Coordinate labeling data
####

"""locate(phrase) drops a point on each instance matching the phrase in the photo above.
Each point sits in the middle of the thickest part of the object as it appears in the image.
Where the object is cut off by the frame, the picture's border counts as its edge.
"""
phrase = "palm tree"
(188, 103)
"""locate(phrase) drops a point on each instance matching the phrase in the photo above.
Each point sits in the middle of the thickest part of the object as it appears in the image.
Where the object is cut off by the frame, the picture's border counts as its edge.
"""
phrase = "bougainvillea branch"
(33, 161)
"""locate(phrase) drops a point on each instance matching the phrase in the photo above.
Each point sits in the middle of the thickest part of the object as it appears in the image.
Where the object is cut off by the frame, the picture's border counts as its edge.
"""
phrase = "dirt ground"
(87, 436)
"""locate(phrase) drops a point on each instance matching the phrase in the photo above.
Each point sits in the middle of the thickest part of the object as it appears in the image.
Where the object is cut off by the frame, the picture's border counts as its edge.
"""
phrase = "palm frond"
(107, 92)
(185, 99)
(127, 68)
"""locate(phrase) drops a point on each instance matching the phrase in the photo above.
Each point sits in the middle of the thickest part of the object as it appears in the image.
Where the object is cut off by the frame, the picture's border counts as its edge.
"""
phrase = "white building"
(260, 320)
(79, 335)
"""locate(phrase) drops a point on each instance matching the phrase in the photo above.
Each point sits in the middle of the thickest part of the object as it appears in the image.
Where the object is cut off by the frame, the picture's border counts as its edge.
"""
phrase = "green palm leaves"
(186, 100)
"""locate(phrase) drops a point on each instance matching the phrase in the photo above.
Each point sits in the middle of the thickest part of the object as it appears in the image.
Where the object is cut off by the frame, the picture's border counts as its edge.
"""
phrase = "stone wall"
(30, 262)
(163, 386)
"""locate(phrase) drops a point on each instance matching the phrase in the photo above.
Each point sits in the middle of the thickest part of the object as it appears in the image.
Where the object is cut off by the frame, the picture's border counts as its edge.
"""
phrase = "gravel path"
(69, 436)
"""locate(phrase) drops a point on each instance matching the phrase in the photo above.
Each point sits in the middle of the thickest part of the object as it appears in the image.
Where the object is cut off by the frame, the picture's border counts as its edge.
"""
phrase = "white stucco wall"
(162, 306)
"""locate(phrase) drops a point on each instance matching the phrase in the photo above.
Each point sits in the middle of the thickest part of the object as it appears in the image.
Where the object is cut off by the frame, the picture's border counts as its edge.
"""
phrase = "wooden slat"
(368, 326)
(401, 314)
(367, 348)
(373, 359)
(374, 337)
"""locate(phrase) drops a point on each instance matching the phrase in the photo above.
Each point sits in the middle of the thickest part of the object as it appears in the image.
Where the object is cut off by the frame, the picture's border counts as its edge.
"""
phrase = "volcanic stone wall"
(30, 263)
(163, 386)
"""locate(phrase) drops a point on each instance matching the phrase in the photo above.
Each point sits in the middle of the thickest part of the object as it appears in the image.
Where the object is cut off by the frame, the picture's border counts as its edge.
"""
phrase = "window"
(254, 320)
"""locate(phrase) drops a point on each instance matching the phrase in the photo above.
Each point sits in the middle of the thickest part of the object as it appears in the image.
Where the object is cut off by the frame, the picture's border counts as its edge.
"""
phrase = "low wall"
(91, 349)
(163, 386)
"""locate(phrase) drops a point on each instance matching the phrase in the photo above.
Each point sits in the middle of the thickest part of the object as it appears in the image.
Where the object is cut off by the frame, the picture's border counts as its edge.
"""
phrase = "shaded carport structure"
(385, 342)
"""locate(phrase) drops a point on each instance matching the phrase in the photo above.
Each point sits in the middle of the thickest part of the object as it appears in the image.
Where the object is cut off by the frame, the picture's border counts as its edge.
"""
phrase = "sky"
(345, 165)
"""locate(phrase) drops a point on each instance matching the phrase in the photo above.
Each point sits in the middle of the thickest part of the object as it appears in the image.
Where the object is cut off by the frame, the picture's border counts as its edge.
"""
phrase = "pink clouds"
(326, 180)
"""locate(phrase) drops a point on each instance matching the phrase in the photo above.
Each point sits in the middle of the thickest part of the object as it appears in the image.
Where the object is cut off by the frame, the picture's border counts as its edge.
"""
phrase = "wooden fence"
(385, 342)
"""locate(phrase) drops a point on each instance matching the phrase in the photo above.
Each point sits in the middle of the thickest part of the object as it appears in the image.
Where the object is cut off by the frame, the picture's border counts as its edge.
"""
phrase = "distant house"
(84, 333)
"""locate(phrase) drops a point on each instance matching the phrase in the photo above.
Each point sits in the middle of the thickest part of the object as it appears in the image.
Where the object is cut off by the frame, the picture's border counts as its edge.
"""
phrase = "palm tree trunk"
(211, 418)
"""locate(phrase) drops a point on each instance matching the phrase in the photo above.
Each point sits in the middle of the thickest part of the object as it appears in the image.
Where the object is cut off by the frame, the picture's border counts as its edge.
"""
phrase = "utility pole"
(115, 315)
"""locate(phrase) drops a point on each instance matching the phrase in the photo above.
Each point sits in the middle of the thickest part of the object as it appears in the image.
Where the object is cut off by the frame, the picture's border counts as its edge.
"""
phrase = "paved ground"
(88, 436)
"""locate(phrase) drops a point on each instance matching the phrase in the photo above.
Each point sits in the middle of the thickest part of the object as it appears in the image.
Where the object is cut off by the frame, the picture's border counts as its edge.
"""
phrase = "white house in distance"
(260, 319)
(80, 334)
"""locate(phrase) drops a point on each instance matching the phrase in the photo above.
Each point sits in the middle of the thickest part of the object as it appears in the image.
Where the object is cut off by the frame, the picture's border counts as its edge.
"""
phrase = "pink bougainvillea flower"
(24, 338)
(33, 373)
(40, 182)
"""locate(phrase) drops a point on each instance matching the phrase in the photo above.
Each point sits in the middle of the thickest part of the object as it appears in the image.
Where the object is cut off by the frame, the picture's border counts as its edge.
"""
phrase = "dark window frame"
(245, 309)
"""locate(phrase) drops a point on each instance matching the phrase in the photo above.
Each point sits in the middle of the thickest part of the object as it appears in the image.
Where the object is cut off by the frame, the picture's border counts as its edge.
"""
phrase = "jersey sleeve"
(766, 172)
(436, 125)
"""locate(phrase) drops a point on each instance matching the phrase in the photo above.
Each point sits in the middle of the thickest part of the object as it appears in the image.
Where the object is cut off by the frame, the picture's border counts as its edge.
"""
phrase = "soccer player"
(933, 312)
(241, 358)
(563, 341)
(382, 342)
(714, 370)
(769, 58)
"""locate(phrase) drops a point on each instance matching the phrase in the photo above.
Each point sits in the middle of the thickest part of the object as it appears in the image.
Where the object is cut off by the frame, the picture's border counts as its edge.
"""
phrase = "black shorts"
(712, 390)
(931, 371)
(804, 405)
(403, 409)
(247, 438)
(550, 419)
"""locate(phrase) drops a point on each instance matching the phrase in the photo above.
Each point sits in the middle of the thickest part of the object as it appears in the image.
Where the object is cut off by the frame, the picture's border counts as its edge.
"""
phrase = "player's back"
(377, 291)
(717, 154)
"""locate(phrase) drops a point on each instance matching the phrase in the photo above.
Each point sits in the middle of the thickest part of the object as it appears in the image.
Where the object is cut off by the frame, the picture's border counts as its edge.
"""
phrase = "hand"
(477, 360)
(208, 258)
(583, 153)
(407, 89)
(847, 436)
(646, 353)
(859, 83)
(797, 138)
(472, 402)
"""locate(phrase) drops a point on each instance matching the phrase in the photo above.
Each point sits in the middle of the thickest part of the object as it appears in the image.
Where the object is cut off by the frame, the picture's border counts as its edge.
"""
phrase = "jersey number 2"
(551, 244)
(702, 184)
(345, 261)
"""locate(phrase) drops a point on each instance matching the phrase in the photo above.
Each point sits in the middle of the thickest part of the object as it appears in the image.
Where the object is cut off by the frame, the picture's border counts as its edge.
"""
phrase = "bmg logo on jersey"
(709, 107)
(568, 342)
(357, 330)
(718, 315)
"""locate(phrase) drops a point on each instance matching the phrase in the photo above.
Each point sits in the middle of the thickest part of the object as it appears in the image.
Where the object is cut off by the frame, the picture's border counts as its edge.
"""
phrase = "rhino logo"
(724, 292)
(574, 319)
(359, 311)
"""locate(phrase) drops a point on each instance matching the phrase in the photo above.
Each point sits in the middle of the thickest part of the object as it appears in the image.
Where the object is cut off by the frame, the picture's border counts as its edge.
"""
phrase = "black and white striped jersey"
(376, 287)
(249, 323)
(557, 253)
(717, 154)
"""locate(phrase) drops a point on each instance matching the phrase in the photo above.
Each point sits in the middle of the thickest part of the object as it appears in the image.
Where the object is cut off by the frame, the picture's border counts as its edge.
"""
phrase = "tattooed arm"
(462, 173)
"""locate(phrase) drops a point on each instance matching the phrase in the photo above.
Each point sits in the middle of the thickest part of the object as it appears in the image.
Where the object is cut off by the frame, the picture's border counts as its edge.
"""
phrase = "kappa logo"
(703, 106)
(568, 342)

####

**TASK INSTRUCTIONS**
Please return each line of the listing above that contains the word "player". Case matters, so uppercase and lowercase letters count as different.

**WORKED ANSWER**
phrase = "soccer player"
phrase = "player's back"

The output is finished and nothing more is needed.